Recorded information —
------------

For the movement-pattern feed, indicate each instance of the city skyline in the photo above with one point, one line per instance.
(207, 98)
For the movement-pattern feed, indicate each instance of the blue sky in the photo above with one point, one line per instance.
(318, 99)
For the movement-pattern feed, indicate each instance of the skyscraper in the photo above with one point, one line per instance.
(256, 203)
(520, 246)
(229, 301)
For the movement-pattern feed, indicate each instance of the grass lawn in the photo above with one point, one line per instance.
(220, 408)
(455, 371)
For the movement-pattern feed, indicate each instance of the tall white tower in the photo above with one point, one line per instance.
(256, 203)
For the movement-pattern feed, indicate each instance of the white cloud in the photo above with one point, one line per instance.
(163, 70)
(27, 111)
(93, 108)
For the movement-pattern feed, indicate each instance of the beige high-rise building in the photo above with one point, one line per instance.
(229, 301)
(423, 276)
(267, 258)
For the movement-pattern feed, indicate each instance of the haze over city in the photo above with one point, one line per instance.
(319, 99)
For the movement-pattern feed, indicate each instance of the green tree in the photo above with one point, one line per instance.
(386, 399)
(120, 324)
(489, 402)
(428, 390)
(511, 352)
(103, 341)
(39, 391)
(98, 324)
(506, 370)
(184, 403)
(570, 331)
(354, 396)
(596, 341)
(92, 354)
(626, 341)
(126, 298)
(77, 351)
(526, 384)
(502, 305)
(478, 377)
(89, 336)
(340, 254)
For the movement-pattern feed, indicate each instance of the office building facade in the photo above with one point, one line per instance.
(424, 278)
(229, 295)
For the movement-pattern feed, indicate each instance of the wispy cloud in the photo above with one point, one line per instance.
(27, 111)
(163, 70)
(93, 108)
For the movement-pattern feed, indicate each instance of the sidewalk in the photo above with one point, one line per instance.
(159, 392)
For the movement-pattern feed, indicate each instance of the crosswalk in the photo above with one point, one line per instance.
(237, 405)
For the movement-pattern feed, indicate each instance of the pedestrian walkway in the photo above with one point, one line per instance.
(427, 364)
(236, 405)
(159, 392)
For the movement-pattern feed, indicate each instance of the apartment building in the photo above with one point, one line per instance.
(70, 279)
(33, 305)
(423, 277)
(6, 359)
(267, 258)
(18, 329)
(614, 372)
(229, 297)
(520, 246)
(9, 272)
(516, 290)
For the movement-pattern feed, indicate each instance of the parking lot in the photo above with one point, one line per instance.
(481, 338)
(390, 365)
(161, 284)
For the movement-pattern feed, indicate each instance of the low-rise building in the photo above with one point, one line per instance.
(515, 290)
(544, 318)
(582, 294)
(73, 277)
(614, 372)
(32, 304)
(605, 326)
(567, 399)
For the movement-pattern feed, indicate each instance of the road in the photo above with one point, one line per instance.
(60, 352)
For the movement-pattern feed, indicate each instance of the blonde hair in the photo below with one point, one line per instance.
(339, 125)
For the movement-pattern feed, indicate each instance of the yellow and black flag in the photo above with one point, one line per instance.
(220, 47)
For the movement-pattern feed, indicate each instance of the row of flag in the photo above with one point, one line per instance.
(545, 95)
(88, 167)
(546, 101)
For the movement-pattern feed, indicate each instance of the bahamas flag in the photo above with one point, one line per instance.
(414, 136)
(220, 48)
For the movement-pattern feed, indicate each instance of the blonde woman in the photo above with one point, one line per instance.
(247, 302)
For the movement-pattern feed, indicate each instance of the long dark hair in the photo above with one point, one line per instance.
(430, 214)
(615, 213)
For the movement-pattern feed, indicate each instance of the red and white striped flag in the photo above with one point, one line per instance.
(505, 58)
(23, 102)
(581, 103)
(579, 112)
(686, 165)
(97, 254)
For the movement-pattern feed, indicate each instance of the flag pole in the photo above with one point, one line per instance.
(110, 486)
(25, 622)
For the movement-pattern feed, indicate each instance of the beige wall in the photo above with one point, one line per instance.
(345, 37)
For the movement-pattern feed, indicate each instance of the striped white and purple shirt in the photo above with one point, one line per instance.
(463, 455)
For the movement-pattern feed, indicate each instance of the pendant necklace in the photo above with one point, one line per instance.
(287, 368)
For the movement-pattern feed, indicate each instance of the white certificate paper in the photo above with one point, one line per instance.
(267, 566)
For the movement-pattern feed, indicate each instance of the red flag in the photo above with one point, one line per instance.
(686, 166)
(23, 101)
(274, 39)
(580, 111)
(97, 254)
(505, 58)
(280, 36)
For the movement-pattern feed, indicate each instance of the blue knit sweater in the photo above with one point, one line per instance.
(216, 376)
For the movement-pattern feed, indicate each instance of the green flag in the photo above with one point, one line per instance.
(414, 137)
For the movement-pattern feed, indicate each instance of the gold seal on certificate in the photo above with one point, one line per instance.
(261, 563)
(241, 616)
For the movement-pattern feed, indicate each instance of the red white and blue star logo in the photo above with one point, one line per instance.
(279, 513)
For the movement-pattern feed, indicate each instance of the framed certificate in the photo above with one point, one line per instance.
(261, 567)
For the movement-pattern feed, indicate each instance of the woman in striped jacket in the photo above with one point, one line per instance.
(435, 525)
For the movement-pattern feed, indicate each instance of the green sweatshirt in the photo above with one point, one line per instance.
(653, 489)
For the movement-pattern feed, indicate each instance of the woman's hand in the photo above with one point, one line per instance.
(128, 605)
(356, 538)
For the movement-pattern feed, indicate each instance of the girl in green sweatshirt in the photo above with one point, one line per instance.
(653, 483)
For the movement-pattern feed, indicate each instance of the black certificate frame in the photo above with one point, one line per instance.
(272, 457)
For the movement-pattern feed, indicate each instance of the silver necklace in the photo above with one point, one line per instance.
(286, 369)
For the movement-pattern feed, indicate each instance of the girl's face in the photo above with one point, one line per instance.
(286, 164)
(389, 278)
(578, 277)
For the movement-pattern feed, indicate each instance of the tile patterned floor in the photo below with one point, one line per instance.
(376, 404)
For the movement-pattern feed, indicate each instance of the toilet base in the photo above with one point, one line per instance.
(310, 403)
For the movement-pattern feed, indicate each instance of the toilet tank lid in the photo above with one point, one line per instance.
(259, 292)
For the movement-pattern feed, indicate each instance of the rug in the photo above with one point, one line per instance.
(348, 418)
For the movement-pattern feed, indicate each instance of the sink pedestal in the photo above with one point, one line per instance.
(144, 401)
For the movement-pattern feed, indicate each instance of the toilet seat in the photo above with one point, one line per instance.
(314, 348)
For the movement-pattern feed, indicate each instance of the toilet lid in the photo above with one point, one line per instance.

------------

Goal — Give again, unchanged, the part of the entries that opens with the line containing "the toilet base" and closes with the final line of the entries, both included.

Task solution —
For the movement-pattern feed, indicate each instance of the toilet base in the photo above with one point, one line per instance.
(310, 403)
For the movement-pattern feed, indicate each instance of the toilet tank lid in the photo above with one point, one line per instance.
(259, 292)
For the movement-pattern feed, indicate each instance of the rug in the photo above with one point, one line per instance.
(348, 418)
For the movement-pattern feed, indicate each instance of the sink pedestal in the photo above with one point, one line per instance.
(144, 401)
For the movement-pattern feed, indicate each instance of the toilet seat in the photo above with one point, one line per instance.
(314, 348)
For the movement-pattern feed, indicate each instance of the toilet lid in the photo above with one point, one line per instance.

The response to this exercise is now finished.